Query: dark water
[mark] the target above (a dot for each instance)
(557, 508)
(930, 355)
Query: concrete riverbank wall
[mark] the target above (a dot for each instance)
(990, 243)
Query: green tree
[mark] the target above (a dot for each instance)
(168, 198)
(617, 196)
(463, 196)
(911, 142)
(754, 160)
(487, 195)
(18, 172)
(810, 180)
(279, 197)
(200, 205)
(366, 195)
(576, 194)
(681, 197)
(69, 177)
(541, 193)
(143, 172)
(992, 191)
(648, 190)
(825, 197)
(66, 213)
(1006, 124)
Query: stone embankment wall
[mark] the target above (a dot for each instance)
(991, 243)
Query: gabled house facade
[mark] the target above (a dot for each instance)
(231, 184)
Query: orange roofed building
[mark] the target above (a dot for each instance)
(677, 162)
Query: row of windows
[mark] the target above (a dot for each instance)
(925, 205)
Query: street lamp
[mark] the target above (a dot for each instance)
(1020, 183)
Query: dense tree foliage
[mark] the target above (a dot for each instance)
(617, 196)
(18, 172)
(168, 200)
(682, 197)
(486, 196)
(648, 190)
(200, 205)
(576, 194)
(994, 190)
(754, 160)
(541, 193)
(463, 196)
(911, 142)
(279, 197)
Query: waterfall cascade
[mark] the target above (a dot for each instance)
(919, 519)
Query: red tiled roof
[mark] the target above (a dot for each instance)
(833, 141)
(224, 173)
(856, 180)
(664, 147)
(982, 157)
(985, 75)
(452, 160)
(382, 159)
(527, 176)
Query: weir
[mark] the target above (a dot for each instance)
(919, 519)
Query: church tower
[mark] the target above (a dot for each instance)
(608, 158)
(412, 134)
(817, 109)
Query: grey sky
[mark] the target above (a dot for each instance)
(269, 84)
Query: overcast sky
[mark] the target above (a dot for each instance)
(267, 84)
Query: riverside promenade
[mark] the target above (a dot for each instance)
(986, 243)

------------------------------

▶ _Task directions_:
Would you write out the data exactly as it reads?

▶ _Expected answer_:
Query: dark water
[mark] the target above (a dot for each instance)
(557, 508)
(930, 355)
Query: concrete riverbank wall
[mark] the target above (a dot for each instance)
(990, 243)
Query: green tree
[mark] the target above (a dot for each instance)
(168, 198)
(617, 196)
(463, 196)
(911, 142)
(754, 160)
(487, 195)
(18, 172)
(810, 180)
(279, 197)
(200, 205)
(366, 195)
(576, 194)
(681, 197)
(69, 177)
(541, 193)
(143, 172)
(992, 191)
(648, 190)
(825, 197)
(66, 213)
(1006, 124)
Query: stone embankment wall
[mark] the target above (a dot for each instance)
(991, 243)
Query: gabled house facade
[mark] the target above (a dot for each instance)
(231, 184)
Query: orange roofed building
[mark] the target above (a dot for each instance)
(677, 162)
Query: row of windows
[mark] the target above (a dot for each instance)
(925, 205)
Query: street lamp
[mark] the target above (a dot for each instance)
(1020, 183)
Query: dense tree foliage
[mark] the target above (a dot for each instance)
(617, 196)
(18, 172)
(168, 200)
(682, 197)
(486, 196)
(648, 190)
(200, 205)
(576, 194)
(994, 190)
(754, 160)
(541, 193)
(463, 196)
(911, 142)
(279, 197)
Query: waterfall cascade
[mark] the target above (a dot for each instance)
(919, 519)
Query: red tiled roof
[mark] the target above (a dot for each instance)
(833, 141)
(224, 173)
(856, 180)
(664, 147)
(982, 157)
(985, 75)
(452, 160)
(382, 159)
(527, 176)
Query: weir
[mark] the target above (a dot for each instance)
(919, 519)
Query: church tower
[mark] the target above (a dot for each instance)
(608, 158)
(412, 134)
(817, 109)
Query: grey sky
[mark] the target above (a dot for each instance)
(269, 84)
Query: overcast sky
[mark] the target above (a dot for each instance)
(267, 84)
Query: riverside promenade
[mark] the target above (a dot for each instance)
(986, 243)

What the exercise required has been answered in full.